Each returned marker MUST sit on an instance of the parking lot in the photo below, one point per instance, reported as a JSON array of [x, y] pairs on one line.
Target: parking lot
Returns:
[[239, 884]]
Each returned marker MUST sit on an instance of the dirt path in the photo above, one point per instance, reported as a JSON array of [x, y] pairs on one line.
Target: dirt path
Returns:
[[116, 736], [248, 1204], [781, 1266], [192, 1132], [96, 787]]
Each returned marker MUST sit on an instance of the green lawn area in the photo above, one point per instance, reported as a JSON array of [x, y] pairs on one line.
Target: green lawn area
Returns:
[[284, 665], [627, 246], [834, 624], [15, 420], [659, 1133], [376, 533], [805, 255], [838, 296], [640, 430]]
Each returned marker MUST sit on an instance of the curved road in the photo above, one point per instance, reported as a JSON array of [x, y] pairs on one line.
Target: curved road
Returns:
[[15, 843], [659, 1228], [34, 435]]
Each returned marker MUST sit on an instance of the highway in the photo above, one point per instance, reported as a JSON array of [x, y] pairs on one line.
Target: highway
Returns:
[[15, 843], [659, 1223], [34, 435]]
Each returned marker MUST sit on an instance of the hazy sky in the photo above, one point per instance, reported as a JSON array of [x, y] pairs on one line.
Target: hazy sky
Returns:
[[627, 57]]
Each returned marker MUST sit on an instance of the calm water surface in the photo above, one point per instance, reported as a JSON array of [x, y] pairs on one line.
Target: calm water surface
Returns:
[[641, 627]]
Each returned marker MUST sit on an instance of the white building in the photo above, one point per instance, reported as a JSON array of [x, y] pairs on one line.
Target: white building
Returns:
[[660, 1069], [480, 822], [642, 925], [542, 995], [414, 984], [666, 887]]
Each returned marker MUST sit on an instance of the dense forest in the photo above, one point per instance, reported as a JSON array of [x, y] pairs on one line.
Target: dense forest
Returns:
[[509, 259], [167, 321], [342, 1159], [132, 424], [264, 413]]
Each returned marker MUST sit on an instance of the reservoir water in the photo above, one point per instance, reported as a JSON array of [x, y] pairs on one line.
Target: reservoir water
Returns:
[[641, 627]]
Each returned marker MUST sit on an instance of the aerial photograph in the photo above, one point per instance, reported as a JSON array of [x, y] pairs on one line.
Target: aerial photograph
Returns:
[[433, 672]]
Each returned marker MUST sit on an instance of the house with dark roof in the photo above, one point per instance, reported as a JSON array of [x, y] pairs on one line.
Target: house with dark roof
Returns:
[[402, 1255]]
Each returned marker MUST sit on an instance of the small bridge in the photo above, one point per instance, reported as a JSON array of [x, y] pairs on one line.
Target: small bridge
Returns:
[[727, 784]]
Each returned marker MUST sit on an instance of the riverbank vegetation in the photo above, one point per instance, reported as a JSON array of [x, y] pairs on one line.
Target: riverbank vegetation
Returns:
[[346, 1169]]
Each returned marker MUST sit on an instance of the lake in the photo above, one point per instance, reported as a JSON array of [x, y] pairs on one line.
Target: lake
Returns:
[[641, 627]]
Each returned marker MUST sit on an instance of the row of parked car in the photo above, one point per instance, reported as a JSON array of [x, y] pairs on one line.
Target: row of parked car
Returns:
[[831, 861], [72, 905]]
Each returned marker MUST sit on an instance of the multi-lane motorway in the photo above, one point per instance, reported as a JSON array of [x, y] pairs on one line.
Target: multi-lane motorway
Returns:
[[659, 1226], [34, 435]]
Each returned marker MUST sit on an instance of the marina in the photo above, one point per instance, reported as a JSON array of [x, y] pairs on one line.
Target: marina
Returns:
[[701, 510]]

----------

* Short problem *
Please render the entries as a Markdown table with the columns Row and Entry line. Start at the line containing "Each returned marker MUST sit on an instance of the row", end at the final line of the entries, and omit blank lines.

* Output for this exercise *
| Row | Entry line |
|---|---|
| 1 | Each returned marker MUST sit on an instance of the row of parked car in the photo above, one point per instance, reported as a JSON array of [x, y] pairs on one line. |
| 2 | Target: row of parked car |
| 3 | Returns: |
| 4 | [[831, 861], [72, 905]] |
| 5 | Each returned marker MUST sit on an instance of the multi-lane motorway in the photo above, one point per instance, reported as a JSON array of [x, y] pairs on one line. |
| 6 | Target: multi-lane motorway |
| 7 | Returns: |
| 8 | [[659, 1226], [34, 435]] |
| 9 | Each returned marker MUST sit on an instance of the marina in the photo above, one point per instance, reported as a JSON array of [x, y] pairs on one line. |
| 10 | Target: marina |
| 11 | Returns: |
| 12 | [[701, 510]] |